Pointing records
★ ★ ★ ★ ★ ★ ★

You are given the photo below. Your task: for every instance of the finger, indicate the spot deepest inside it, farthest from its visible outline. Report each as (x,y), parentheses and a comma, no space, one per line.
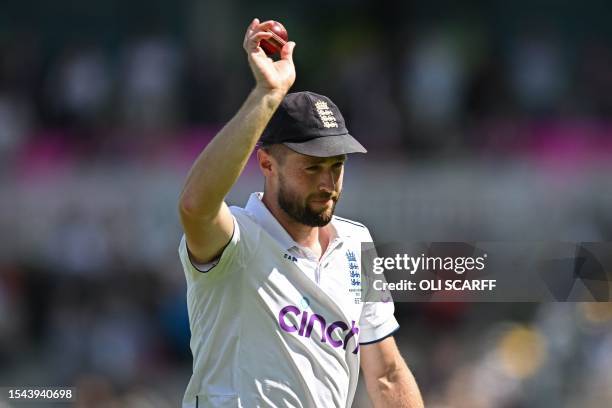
(251,28)
(255,39)
(263,26)
(287,51)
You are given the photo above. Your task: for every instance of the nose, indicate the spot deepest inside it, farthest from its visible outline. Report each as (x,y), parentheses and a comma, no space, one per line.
(328,182)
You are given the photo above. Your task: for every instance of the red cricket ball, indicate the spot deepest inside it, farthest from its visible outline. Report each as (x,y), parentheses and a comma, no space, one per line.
(279,38)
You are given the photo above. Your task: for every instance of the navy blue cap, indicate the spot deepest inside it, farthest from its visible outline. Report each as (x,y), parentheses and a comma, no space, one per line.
(310,124)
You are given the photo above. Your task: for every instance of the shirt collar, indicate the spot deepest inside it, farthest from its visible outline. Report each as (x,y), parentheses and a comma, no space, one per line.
(268,222)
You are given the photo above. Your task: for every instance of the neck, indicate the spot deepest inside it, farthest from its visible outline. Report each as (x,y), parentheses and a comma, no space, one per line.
(315,238)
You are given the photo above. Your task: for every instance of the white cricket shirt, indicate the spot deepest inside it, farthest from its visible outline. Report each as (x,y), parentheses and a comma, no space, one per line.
(273,326)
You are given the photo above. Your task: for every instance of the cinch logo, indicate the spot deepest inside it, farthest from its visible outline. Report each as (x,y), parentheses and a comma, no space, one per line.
(306,325)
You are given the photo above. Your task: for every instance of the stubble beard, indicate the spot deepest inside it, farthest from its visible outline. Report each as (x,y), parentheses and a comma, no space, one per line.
(301,212)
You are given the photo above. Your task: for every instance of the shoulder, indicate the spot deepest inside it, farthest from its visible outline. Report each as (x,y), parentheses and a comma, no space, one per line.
(352,228)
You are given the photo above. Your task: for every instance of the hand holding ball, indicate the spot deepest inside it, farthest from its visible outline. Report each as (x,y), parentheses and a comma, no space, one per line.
(275,43)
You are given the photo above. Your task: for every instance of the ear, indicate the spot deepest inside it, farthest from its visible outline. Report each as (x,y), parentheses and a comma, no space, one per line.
(264,159)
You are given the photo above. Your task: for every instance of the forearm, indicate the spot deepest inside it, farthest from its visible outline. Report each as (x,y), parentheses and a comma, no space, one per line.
(220,164)
(396,389)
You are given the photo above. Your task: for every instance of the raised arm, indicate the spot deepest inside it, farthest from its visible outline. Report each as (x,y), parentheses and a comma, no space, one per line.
(388,379)
(205,217)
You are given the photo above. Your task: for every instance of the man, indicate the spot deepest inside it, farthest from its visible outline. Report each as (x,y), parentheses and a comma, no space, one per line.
(275,318)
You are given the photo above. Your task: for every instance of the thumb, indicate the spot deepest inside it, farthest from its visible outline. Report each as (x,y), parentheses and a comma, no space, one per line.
(287,51)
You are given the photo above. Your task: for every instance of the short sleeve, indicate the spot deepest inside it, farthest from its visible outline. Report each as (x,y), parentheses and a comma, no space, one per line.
(230,259)
(377,322)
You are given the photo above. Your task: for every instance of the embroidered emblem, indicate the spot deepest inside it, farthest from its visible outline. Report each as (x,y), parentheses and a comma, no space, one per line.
(325,114)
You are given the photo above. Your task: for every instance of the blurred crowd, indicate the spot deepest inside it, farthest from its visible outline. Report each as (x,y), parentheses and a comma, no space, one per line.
(103,108)
(405,77)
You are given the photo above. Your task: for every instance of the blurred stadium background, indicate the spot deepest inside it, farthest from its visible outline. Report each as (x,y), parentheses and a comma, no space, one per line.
(487,120)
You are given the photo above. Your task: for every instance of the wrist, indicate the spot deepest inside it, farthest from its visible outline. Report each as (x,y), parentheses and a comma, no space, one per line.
(270,93)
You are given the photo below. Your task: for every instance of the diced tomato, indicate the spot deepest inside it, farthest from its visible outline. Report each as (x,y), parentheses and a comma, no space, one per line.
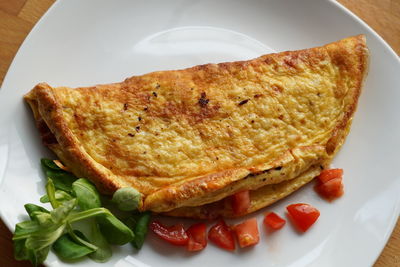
(331,189)
(241,202)
(197,237)
(175,234)
(222,236)
(247,233)
(303,215)
(274,221)
(327,175)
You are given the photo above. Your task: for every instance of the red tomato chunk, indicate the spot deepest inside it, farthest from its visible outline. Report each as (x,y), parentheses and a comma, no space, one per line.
(197,237)
(175,234)
(241,202)
(303,215)
(222,236)
(247,233)
(273,221)
(330,184)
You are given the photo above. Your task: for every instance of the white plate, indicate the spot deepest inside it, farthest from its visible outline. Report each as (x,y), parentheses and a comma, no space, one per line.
(97,41)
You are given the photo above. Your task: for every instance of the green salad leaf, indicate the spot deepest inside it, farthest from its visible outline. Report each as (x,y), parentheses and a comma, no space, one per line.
(76,200)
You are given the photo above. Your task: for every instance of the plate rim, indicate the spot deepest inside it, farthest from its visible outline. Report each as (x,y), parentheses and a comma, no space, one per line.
(340,6)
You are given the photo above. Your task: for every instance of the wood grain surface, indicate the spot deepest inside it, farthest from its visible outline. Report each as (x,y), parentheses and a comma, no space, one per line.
(17,17)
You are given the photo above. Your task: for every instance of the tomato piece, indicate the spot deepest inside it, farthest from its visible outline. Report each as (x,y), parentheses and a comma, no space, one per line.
(274,221)
(241,202)
(331,189)
(247,233)
(222,236)
(197,237)
(327,175)
(303,215)
(174,234)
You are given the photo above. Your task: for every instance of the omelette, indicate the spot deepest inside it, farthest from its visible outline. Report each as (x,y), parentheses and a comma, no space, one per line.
(188,139)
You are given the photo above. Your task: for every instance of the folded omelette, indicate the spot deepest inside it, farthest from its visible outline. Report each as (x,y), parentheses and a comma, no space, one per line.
(188,139)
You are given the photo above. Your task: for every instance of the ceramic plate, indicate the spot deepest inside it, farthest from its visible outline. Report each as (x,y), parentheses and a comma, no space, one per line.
(79,43)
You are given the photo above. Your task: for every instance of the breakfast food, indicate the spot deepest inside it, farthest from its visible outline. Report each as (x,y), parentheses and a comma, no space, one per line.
(188,139)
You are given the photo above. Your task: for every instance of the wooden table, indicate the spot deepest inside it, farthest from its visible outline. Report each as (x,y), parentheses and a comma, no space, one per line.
(17,17)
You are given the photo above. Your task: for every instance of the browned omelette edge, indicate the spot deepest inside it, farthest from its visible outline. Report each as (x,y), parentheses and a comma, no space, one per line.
(48,109)
(269,194)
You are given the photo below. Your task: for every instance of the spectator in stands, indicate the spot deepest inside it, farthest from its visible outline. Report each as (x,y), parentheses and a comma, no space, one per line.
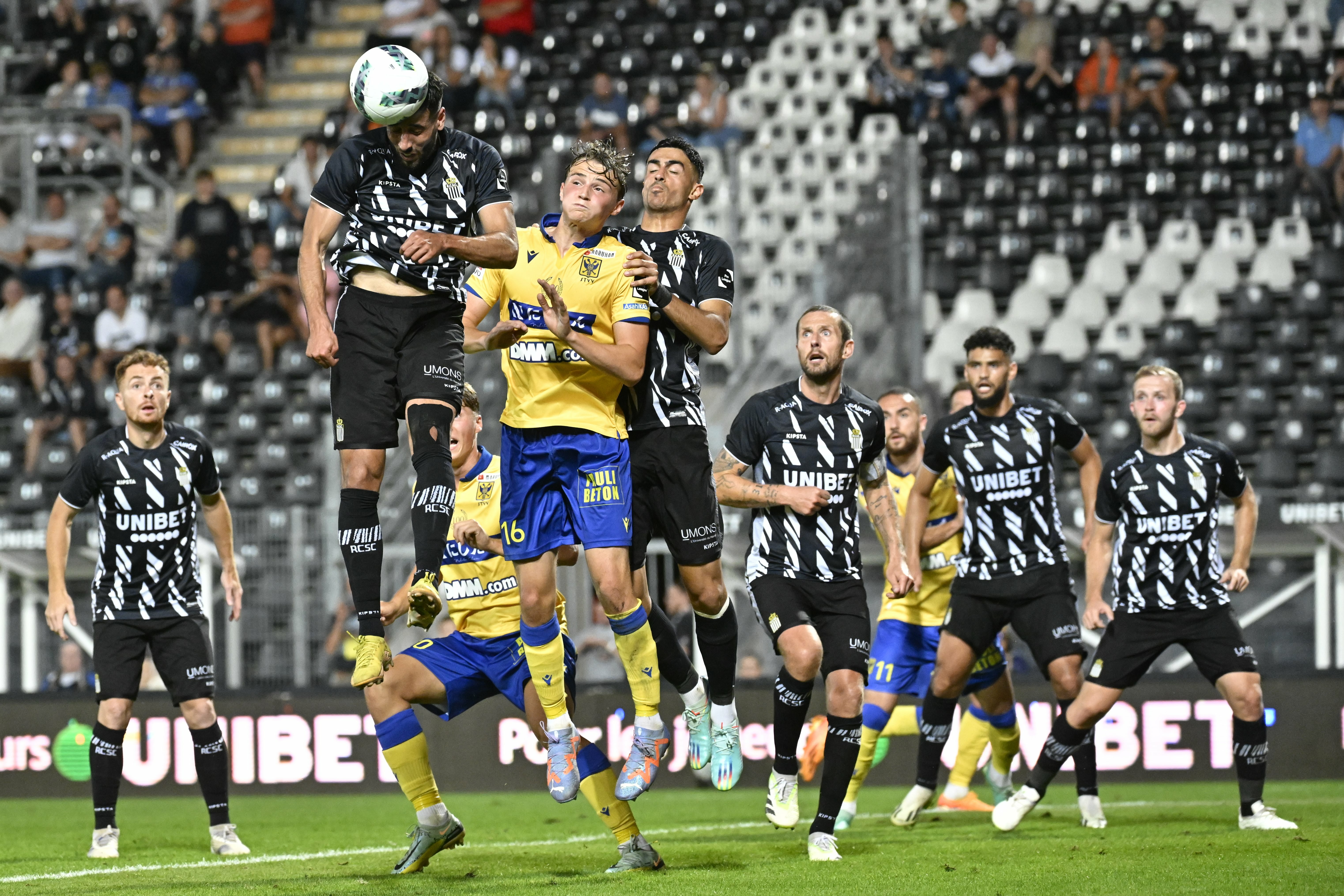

★ ★ ★ ★ ★ ★ ★

Set task: Select every line of the items above that contains the word "blurred", matching case exactly, and copy each one.

Correct response:
You are given the photo above. Your task: for every instance of the blurred crowd, indicate the spot deepest inside it, farthest from its visible outline. Report each as (x,y), parentheses and a comma, no space, one per line.
You are given the photo above. Your task: for every instance of the blurred stadium background, indicate the spot deepest inside it, farthest from its visible outline. Report each as (x,y), parentheses and a comma, no space, one per line.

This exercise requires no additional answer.